Return unchanged the lines in the items below, starting with the line that contains "the jockey in" and ending with the line that contains "[(539, 94), (592, 161)]", both of those lines included.

※ ※ ※

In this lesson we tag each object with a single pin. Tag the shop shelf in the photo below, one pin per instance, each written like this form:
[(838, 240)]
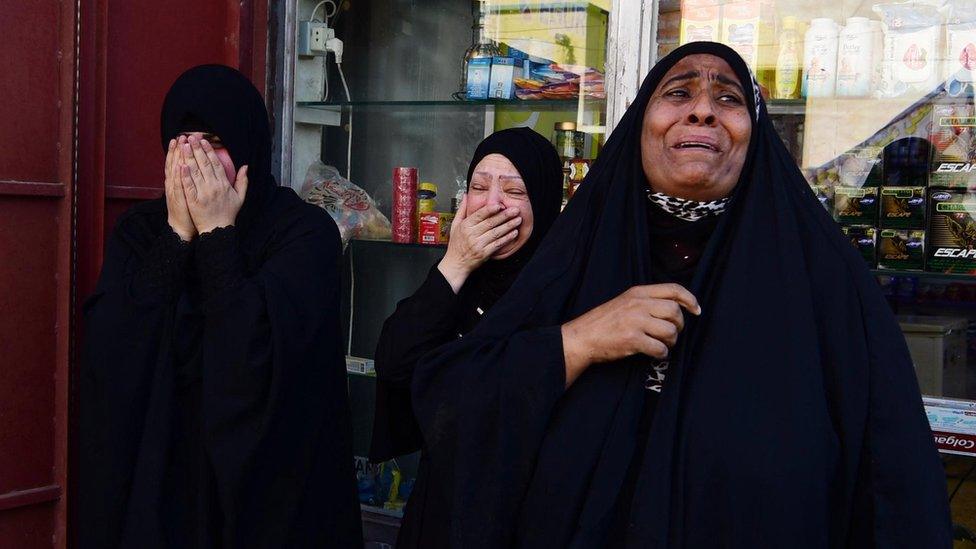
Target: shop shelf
[(926, 275)]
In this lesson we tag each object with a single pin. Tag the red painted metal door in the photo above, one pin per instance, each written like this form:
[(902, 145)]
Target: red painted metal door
[(82, 85)]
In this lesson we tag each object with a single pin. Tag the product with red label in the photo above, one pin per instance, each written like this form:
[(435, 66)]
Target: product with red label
[(404, 204)]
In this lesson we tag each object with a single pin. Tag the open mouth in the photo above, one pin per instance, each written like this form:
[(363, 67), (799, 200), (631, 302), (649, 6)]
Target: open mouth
[(702, 145)]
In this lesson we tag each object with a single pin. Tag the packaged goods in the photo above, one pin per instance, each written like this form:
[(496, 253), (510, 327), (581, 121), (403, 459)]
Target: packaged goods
[(951, 232), (352, 209), (820, 58), (901, 249), (854, 58), (504, 71), (700, 21), (911, 48), (404, 204), (856, 205), (953, 129), (787, 81), (903, 207), (864, 239)]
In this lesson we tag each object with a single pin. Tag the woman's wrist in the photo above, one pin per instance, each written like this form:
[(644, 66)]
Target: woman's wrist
[(454, 272), (574, 353)]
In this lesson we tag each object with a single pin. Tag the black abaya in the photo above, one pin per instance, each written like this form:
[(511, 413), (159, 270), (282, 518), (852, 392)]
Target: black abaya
[(213, 399), (790, 416), (434, 315)]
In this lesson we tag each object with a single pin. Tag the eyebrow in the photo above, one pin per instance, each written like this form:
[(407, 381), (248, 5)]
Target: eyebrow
[(695, 74)]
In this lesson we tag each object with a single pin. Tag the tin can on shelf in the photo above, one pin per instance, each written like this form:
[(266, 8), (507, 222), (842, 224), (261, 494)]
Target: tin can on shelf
[(404, 212)]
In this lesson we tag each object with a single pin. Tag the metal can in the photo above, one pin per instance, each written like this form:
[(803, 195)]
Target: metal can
[(404, 214)]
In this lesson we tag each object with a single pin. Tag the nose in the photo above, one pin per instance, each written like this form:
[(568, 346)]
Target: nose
[(702, 111), (495, 196)]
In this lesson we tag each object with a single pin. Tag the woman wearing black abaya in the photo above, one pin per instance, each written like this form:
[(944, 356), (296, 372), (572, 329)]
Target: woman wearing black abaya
[(514, 195), (587, 411), (213, 398)]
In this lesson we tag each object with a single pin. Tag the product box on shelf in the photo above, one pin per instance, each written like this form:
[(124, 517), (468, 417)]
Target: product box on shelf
[(901, 249), (864, 239), (700, 21), (951, 231), (503, 72), (902, 208), (953, 138), (479, 75), (856, 205), (434, 228)]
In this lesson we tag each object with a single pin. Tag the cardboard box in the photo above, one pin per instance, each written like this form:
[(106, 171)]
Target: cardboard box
[(479, 76), (503, 72), (953, 137), (951, 231), (864, 239), (903, 207), (700, 21), (856, 205), (901, 249)]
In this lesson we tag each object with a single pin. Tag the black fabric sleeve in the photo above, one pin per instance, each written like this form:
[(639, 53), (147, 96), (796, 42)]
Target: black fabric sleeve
[(276, 426), (420, 323), (483, 406), (162, 274)]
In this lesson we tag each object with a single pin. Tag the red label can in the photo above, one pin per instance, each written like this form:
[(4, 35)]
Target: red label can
[(404, 212)]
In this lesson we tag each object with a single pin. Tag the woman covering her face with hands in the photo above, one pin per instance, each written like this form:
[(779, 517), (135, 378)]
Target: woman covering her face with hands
[(694, 357), (514, 195), (213, 400)]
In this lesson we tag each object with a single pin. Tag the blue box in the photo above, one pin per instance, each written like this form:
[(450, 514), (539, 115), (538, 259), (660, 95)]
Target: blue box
[(503, 71), (479, 75)]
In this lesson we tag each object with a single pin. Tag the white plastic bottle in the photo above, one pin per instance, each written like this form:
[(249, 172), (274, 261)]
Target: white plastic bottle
[(820, 58), (855, 52)]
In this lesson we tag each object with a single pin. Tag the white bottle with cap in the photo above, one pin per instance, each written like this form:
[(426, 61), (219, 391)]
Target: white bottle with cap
[(855, 52), (820, 58)]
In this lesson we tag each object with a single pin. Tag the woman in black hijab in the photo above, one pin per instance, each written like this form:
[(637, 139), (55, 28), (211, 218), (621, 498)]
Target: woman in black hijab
[(514, 195), (786, 414), (213, 398)]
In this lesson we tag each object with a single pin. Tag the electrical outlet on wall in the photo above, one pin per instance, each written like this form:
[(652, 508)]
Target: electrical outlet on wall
[(313, 37)]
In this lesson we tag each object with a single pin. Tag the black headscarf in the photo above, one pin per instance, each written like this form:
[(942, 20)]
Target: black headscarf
[(790, 416), (538, 163), (221, 100), (213, 407)]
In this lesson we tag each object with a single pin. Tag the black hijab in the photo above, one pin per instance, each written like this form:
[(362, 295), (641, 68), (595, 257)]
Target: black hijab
[(538, 163), (221, 100), (213, 407), (791, 415)]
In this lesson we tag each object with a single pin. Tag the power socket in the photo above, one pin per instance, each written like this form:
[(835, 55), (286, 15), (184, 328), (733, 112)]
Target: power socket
[(313, 38)]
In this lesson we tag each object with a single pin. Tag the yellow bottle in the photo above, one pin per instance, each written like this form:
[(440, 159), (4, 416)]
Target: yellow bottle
[(788, 62)]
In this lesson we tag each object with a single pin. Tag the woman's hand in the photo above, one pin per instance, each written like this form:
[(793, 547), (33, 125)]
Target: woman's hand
[(644, 319), (474, 238), (177, 213), (213, 202)]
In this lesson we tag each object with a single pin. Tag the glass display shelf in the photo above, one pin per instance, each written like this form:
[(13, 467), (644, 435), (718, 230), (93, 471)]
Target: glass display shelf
[(926, 275)]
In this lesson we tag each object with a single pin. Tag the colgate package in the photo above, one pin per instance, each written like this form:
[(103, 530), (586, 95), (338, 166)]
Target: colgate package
[(953, 137), (700, 20), (952, 232)]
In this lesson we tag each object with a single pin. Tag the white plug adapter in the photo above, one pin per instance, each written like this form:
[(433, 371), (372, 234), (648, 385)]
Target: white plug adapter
[(313, 38)]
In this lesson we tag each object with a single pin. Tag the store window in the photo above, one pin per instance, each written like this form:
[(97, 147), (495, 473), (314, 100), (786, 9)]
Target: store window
[(875, 102)]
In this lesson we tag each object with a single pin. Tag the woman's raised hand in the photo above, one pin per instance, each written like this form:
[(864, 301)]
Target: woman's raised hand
[(474, 238), (642, 320), (178, 215), (212, 201)]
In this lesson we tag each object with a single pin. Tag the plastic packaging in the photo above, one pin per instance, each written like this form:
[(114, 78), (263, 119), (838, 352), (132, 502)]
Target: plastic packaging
[(352, 209), (855, 54), (820, 58), (911, 48)]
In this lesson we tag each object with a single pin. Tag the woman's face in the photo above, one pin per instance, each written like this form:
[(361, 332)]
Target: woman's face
[(222, 153), (696, 130), (496, 181)]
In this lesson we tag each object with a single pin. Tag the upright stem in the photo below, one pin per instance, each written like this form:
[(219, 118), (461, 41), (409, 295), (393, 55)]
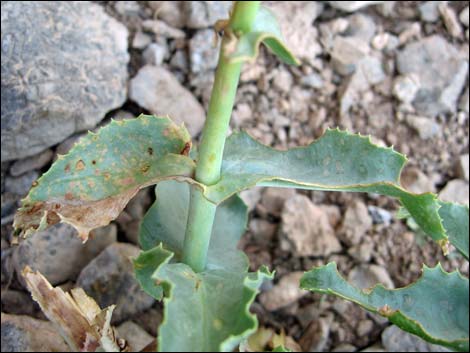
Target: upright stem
[(202, 212)]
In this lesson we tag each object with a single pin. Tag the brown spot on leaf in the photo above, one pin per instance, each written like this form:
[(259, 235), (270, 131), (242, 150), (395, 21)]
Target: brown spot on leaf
[(80, 165), (186, 149)]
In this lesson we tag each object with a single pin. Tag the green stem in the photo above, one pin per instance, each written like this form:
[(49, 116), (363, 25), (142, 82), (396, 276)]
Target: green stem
[(201, 211)]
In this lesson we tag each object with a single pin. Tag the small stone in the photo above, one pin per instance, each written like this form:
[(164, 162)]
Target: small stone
[(405, 87), (312, 80), (110, 279), (203, 14), (362, 252), (441, 70), (251, 197), (157, 90), (22, 184), (397, 340), (356, 223), (307, 227), (315, 337), (203, 55), (136, 337), (464, 101), (464, 17), (366, 276), (58, 253), (273, 199), (424, 126), (456, 190), (35, 162), (416, 181), (450, 20), (461, 167), (241, 113), (155, 54), (429, 11), (180, 61), (282, 81), (351, 6), (171, 12), (25, 334), (141, 40), (380, 215), (301, 38), (284, 293), (364, 327), (129, 220), (160, 28)]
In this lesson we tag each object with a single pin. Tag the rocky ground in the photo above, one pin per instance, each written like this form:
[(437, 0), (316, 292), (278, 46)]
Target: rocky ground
[(396, 70)]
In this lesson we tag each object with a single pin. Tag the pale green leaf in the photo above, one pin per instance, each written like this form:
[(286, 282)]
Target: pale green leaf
[(435, 307), (165, 222), (90, 186), (265, 30), (338, 161)]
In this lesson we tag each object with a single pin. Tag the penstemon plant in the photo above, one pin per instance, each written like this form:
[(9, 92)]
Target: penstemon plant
[(189, 236)]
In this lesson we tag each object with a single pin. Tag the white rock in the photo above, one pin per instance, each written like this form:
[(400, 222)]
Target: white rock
[(405, 87), (307, 228), (157, 90), (366, 276), (356, 222), (464, 16)]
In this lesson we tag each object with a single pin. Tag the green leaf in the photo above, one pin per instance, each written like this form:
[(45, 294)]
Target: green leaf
[(338, 161), (91, 185), (265, 30), (435, 307), (207, 311)]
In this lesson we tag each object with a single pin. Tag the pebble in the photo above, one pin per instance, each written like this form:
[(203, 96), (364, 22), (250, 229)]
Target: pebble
[(136, 337), (155, 54), (25, 334), (456, 190), (157, 90), (284, 293), (396, 340), (307, 229), (356, 223), (109, 279), (58, 253), (426, 127)]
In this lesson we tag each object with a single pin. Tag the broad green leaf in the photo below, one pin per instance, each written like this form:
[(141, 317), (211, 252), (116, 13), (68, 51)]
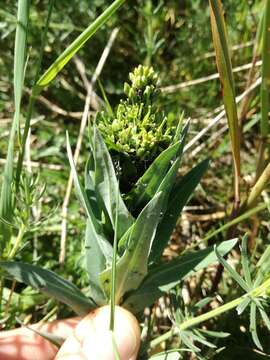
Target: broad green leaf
[(179, 196), (265, 85), (227, 82), (147, 186), (162, 278), (106, 184), (77, 44), (98, 251), (95, 263), (6, 198), (165, 187), (50, 284), (131, 268), (95, 225)]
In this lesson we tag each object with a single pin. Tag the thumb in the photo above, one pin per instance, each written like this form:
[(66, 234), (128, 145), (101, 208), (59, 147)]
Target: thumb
[(92, 339)]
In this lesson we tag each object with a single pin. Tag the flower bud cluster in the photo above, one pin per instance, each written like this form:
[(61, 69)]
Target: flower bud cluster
[(138, 127)]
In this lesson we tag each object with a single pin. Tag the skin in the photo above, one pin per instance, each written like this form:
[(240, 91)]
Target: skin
[(87, 338)]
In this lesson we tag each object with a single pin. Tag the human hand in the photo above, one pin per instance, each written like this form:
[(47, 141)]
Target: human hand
[(87, 338)]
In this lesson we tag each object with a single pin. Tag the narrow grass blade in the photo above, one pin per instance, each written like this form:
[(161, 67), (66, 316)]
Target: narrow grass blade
[(253, 326), (226, 77), (265, 85), (76, 45), (113, 278), (178, 198), (147, 186), (235, 221), (132, 266), (232, 272), (162, 278), (6, 198), (33, 94), (50, 284)]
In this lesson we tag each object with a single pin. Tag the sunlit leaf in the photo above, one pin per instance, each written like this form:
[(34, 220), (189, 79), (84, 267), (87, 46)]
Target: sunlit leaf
[(50, 284)]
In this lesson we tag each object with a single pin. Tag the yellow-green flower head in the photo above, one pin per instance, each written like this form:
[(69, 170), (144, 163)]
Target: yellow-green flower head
[(139, 128)]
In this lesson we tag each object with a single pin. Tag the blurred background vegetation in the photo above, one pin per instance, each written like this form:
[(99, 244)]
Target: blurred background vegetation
[(175, 38)]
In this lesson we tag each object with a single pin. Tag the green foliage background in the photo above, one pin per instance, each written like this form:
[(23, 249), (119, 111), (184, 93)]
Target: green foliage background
[(175, 38)]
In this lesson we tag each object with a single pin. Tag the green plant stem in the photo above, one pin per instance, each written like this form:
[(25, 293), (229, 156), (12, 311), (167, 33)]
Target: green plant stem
[(257, 189), (255, 293), (17, 243)]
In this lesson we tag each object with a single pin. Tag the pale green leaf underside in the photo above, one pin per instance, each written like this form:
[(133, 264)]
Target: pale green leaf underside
[(50, 284), (131, 268), (162, 278)]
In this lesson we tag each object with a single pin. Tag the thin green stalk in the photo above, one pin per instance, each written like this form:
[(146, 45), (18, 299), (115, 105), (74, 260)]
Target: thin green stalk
[(265, 72), (265, 88), (255, 293), (113, 279), (6, 198), (224, 66), (76, 45), (257, 189), (33, 95), (235, 221), (18, 242)]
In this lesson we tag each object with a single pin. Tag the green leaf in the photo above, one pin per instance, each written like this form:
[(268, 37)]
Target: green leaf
[(243, 305), (162, 278), (148, 185), (95, 225), (177, 200), (76, 45), (6, 198), (98, 251), (132, 266), (95, 263), (245, 261), (106, 184), (50, 284), (253, 326)]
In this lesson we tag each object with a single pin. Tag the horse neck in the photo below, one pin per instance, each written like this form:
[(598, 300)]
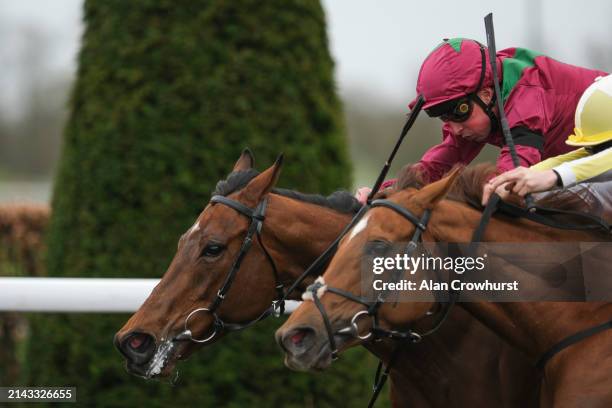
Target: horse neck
[(297, 232), (531, 326)]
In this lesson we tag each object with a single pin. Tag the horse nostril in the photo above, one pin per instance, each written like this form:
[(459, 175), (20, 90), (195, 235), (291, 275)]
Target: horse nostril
[(298, 339), (137, 347), (139, 342)]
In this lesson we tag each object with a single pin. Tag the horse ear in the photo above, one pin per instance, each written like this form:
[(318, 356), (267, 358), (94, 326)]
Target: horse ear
[(245, 161), (431, 194), (263, 183)]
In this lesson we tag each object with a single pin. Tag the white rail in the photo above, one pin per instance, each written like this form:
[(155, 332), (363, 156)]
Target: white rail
[(78, 295)]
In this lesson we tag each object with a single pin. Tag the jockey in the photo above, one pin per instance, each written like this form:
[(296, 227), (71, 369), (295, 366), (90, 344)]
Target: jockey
[(539, 94), (592, 161)]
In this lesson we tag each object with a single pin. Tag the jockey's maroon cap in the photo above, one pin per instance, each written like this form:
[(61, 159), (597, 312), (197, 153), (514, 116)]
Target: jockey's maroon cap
[(455, 68)]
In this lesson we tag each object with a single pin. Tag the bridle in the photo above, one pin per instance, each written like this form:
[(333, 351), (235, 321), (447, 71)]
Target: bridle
[(256, 216), (371, 311)]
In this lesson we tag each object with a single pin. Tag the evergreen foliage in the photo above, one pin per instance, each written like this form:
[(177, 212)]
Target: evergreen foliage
[(167, 95)]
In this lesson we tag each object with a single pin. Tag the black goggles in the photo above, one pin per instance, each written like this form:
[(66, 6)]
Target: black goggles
[(457, 110)]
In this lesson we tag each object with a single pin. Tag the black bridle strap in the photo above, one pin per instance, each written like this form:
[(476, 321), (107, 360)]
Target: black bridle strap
[(328, 327), (257, 218), (570, 340), (348, 295), (380, 378)]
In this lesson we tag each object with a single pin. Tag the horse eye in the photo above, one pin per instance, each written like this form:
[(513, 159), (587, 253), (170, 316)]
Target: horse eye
[(212, 250), (378, 247)]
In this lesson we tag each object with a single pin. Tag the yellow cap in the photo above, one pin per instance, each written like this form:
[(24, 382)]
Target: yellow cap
[(593, 118)]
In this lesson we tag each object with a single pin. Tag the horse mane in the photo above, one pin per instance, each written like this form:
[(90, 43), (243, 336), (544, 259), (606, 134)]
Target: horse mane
[(467, 188), (341, 201)]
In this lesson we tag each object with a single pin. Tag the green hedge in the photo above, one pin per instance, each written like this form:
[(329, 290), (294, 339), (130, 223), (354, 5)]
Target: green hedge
[(167, 95)]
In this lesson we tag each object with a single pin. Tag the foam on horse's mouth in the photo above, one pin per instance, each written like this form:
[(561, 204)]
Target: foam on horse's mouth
[(160, 358)]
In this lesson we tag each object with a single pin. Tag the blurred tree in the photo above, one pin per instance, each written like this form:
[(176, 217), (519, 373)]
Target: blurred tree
[(167, 95), (31, 126)]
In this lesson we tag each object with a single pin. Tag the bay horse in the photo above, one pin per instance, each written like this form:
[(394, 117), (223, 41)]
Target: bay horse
[(296, 229), (577, 376)]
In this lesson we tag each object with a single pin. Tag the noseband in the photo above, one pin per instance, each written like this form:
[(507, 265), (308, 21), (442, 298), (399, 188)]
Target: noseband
[(256, 216), (376, 332)]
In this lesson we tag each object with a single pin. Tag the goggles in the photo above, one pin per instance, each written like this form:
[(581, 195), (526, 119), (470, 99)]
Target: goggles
[(457, 110)]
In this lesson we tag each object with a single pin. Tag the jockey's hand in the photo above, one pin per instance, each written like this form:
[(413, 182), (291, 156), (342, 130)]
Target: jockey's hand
[(362, 194), (520, 181)]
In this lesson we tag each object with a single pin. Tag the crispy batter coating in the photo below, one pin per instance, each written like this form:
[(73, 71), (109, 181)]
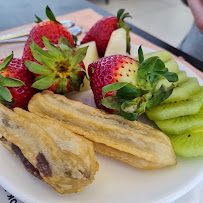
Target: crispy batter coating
[(112, 133), (65, 161)]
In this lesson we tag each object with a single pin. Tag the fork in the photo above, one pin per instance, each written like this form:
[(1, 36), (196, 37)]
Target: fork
[(20, 36)]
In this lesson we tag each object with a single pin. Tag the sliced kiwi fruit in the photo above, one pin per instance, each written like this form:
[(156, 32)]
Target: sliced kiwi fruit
[(181, 124), (184, 90), (175, 109), (182, 77), (189, 143), (172, 66)]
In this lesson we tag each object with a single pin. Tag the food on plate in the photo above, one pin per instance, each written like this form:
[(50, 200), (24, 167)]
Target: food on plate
[(102, 30), (184, 90), (117, 43), (48, 150), (189, 143), (15, 83), (182, 124), (51, 29), (59, 69), (108, 70), (172, 66), (176, 109), (164, 55), (182, 77), (91, 56), (146, 147), (123, 85)]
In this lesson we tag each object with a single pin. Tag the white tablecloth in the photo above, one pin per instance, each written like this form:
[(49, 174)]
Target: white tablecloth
[(194, 196)]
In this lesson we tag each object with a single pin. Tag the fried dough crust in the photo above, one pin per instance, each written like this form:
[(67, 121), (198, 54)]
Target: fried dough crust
[(130, 137), (61, 166)]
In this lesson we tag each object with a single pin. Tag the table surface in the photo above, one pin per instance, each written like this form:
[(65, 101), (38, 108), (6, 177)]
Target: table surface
[(12, 12)]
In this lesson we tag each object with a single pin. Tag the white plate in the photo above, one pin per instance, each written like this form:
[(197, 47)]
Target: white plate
[(114, 182)]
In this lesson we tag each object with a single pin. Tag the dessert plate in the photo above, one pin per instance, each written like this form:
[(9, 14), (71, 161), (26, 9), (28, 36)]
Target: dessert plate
[(114, 182)]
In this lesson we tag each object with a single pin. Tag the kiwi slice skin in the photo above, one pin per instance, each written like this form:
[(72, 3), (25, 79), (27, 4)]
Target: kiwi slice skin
[(182, 77), (176, 109), (181, 124), (184, 90), (188, 144)]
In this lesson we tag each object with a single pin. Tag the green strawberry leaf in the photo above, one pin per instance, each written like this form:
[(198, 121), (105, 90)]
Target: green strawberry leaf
[(40, 50), (120, 16), (112, 102), (42, 56), (113, 87), (50, 15), (128, 92), (10, 82), (78, 56), (5, 94), (55, 51), (39, 77), (65, 47), (62, 86), (120, 13), (127, 115), (38, 19), (140, 55), (37, 68), (6, 61), (161, 95), (75, 39), (44, 82)]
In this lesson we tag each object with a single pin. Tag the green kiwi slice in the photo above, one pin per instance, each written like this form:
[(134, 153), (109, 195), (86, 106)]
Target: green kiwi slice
[(181, 124), (182, 77), (175, 109), (184, 90), (188, 144)]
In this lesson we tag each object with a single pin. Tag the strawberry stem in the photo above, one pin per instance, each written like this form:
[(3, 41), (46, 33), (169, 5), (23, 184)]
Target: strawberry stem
[(121, 16), (49, 15)]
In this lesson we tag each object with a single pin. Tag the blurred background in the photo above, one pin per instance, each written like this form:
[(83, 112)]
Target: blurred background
[(168, 20)]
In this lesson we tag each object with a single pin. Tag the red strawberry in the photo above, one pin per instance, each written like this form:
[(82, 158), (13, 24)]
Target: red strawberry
[(101, 31), (108, 70), (58, 68), (51, 29), (15, 82)]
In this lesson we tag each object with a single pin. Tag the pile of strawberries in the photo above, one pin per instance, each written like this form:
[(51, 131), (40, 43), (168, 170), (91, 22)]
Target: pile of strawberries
[(50, 61)]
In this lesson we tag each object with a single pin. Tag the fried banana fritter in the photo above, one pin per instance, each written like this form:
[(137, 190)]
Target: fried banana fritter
[(48, 150), (142, 143)]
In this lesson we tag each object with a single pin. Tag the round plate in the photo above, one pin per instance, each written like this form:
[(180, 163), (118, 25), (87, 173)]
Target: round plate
[(114, 182)]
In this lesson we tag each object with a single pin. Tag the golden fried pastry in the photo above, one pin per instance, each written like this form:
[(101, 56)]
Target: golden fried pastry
[(48, 150), (144, 146)]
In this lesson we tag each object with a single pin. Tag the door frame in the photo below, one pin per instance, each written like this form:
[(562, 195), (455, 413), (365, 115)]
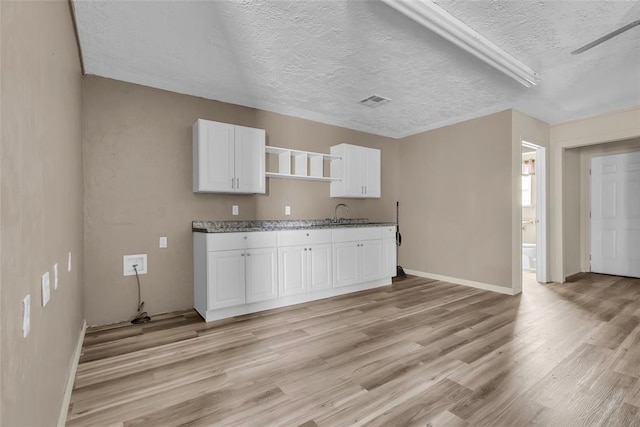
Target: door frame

※ ※ ※

Reply to the task:
In this lesson we tag each object with a single pin. Tag the jockey in the photo above, one pin per instance, each written like this form:
[(296, 227), (71, 369), (295, 366), (90, 344)]
Target: jockey
[(539, 94), (592, 161)]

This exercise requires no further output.